**Data section:**

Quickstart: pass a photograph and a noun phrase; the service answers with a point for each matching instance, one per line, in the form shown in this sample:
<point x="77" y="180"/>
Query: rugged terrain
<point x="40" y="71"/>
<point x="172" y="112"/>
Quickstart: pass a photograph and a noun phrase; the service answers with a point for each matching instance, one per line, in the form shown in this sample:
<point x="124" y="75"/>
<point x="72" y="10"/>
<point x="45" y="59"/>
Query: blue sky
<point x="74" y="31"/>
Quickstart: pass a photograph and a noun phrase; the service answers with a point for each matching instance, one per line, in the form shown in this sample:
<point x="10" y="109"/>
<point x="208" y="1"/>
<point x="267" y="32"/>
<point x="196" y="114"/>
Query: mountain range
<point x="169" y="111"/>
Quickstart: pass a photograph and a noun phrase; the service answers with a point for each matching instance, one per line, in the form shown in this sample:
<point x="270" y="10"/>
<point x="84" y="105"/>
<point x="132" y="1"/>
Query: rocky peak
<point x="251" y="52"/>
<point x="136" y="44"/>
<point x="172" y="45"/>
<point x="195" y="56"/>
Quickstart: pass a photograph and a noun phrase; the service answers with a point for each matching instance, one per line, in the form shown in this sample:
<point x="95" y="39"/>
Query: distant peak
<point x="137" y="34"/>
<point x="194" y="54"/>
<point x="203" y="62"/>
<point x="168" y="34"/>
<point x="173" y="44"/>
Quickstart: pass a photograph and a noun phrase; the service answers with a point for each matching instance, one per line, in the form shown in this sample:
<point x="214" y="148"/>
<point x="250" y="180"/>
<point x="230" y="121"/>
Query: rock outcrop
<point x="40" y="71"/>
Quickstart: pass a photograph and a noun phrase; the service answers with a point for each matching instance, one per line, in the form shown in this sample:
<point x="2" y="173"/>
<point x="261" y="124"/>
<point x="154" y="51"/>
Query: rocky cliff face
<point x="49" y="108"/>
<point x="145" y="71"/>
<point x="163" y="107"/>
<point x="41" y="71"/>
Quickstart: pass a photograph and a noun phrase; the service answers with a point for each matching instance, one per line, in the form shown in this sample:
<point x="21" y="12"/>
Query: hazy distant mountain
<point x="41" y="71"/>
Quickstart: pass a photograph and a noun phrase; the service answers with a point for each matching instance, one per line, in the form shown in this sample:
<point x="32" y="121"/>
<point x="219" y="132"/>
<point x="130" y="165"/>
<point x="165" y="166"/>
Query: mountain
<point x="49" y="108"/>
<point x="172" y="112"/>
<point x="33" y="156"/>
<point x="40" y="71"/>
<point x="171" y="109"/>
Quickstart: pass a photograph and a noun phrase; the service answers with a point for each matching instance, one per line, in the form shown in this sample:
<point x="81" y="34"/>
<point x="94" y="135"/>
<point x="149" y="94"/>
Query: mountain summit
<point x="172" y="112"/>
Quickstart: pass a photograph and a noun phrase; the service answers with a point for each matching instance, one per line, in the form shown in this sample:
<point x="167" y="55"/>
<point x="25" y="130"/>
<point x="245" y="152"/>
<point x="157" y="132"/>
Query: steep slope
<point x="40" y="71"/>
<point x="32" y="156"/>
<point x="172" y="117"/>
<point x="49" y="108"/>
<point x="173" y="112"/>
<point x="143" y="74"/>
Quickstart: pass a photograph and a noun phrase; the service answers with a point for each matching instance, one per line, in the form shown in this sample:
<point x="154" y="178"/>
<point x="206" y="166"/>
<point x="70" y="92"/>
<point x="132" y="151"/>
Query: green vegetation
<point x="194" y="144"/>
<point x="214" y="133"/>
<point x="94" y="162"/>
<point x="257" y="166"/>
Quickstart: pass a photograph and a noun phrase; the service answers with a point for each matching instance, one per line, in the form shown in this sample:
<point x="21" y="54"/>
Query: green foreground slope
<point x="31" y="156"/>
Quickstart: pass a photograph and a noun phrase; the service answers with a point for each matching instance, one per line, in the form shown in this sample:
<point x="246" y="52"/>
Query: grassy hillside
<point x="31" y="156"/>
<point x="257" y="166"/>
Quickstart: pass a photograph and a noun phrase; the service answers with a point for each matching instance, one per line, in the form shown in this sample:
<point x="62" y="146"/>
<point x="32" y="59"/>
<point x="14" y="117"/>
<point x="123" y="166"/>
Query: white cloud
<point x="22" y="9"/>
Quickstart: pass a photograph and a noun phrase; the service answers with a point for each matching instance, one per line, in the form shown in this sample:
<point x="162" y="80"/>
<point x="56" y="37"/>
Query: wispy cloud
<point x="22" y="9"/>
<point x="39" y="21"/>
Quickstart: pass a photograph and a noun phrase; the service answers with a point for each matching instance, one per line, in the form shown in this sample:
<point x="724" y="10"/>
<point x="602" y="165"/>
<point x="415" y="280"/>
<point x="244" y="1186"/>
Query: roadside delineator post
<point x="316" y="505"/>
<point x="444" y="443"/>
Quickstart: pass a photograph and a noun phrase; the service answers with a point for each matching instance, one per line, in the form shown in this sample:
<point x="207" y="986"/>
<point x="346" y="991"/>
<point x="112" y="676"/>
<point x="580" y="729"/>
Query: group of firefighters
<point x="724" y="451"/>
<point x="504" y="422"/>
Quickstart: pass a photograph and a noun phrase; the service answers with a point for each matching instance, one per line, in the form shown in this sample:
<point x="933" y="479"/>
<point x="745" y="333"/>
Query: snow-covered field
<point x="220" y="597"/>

**Challenge:** Return the whole listing exactly.

**Full solution:**
Quickstart: pass a photograph and a noun phrase; the service answers with a point for each matching instance, one per line, in the form shown in this sample:
<point x="77" y="180"/>
Query: rugged terrain
<point x="40" y="71"/>
<point x="172" y="112"/>
Quickstart: pass a photograph and a noun phrase; the service answers with a point for each matching instance, one per line, in the form shown in this sample:
<point x="124" y="75"/>
<point x="72" y="10"/>
<point x="45" y="59"/>
Query: blue sky
<point x="74" y="31"/>
Quickstart: pass a photograph and a noun phrase; the service answers with a point for each matching instance, one per line, in the form shown in this sample:
<point x="10" y="109"/>
<point x="208" y="1"/>
<point x="267" y="32"/>
<point x="196" y="114"/>
Query: mountain range
<point x="169" y="111"/>
Quickstart: pass a photograph and a noun phrase; the service answers with a point for each matching instance, one per line, in the form shown in this sample:
<point x="270" y="10"/>
<point x="84" y="105"/>
<point x="132" y="1"/>
Query: rocky peak
<point x="251" y="52"/>
<point x="136" y="44"/>
<point x="172" y="45"/>
<point x="195" y="56"/>
Quickstart: pass a photograph and a noun phrase; the service answers with a point for each matching instance, one per line, in the form shown in this sample:
<point x="95" y="39"/>
Query: distant peak
<point x="137" y="34"/>
<point x="194" y="54"/>
<point x="203" y="62"/>
<point x="168" y="34"/>
<point x="173" y="44"/>
Quickstart: pass a photograph and a noun phrase; the service answers with a point for each matching instance, one per line, in the form shown in this sample:
<point x="214" y="148"/>
<point x="250" y="180"/>
<point x="230" y="121"/>
Query: rock outcrop
<point x="40" y="71"/>
Quickstart: pass a photograph and a noun phrase; the service answers with a point for each matching instance, one per line, in the form shown in this sample:
<point x="2" y="173"/>
<point x="261" y="124"/>
<point x="154" y="51"/>
Query: rocky cliff face
<point x="49" y="108"/>
<point x="145" y="71"/>
<point x="163" y="107"/>
<point x="41" y="71"/>
Quickstart: pass a photograph and a noun phrase; the service answers with a point for each matching instance, one per line, in the form shown in this sample:
<point x="21" y="12"/>
Query: hazy distant mountain
<point x="41" y="71"/>
Quickstart: pass a photograph and a noun phrase; the service answers with a point for each matching instance, one per line, in the form shown in this sample:
<point x="32" y="121"/>
<point x="219" y="132"/>
<point x="130" y="165"/>
<point x="165" y="166"/>
Query: mountain
<point x="49" y="108"/>
<point x="172" y="112"/>
<point x="33" y="156"/>
<point x="40" y="71"/>
<point x="171" y="109"/>
Quickstart: pass a photograph and a noun phrase; the service answers with a point for each matching instance, one per line, in the form shown in this sample:
<point x="81" y="34"/>
<point x="94" y="135"/>
<point x="149" y="94"/>
Query: mountain summit
<point x="172" y="112"/>
Quickstart: pass a photograph and a noun phrase; the service answers with a point for each matching instance, one per line, in the form shown in this sample:
<point x="167" y="55"/>
<point x="25" y="130"/>
<point x="245" y="152"/>
<point x="157" y="132"/>
Query: steep slope
<point x="40" y="71"/>
<point x="32" y="156"/>
<point x="172" y="117"/>
<point x="49" y="108"/>
<point x="173" y="112"/>
<point x="143" y="74"/>
Quickstart: pass a photograph and a noun phrase; the service answers with a point for each matching instance, one per line, in the form shown in this sample:
<point x="154" y="178"/>
<point x="206" y="166"/>
<point x="70" y="92"/>
<point x="132" y="151"/>
Query: green vegetation
<point x="194" y="144"/>
<point x="214" y="133"/>
<point x="94" y="162"/>
<point x="257" y="166"/>
Quickstart: pass a photograph and a noun phrase; the service answers with a point for each matching instance, one per line, in the form shown in this sample:
<point x="21" y="54"/>
Query: green foreground slope
<point x="31" y="156"/>
Quickstart: pass a photograph and a noun phrase; the service answers with a point for each matching instance, one per line, in the form shown in this sample:
<point x="246" y="52"/>
Query: grassy hillside
<point x="31" y="156"/>
<point x="257" y="166"/>
Quickstart: pass a photograph and a noun phrase; the service answers with a point for each matching instance, one per line, in the form shown in this sample:
<point x="62" y="146"/>
<point x="32" y="59"/>
<point x="14" y="117"/>
<point x="123" y="166"/>
Query: white cloud
<point x="22" y="9"/>
Quickstart: pass a photograph and a noun phrase; the service answers with a point for each matching instance, one per line, in the form shown in this sample:
<point x="162" y="80"/>
<point x="56" y="37"/>
Query: wispy cloud
<point x="22" y="9"/>
<point x="39" y="21"/>
Quickstart: pass a photograph and a noun phrase; the service answers with a point for each matching instance, one per line, in the form shown in this sample:
<point x="724" y="10"/>
<point x="602" y="165"/>
<point x="415" y="280"/>
<point x="244" y="1186"/>
Query: roadside delineator post
<point x="316" y="505"/>
<point x="444" y="443"/>
Quickstart: pass a photograph and a noun phrase; the service answers with a point for each matching instance, one per line, in the form shown in this sample:
<point x="207" y="986"/>
<point x="346" y="991"/>
<point x="112" y="676"/>
<point x="580" y="729"/>
Query: group of firefighters
<point x="724" y="451"/>
<point x="504" y="422"/>
Quickstart: pass a photograph and a noun phrase; the service answers with a point for each matching instance, one per line, in the form shown in this sample:
<point x="933" y="479"/>
<point x="745" y="333"/>
Query: snow-covered field
<point x="220" y="597"/>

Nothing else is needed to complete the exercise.